Provided entries:
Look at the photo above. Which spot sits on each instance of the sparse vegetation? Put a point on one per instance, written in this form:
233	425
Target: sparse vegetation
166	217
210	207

Task to complete: Rewrite the items with "sparse vegetation" swapped for "dense vegetation" everywhere it occurs, and leave every other word unchanged.

Written reply:
Look at the photo above. Which spot sits on each instance of the dense vegetation? Put a point on one per instance, written in this form:
233	425
Target: dense vegetation
166	217
210	207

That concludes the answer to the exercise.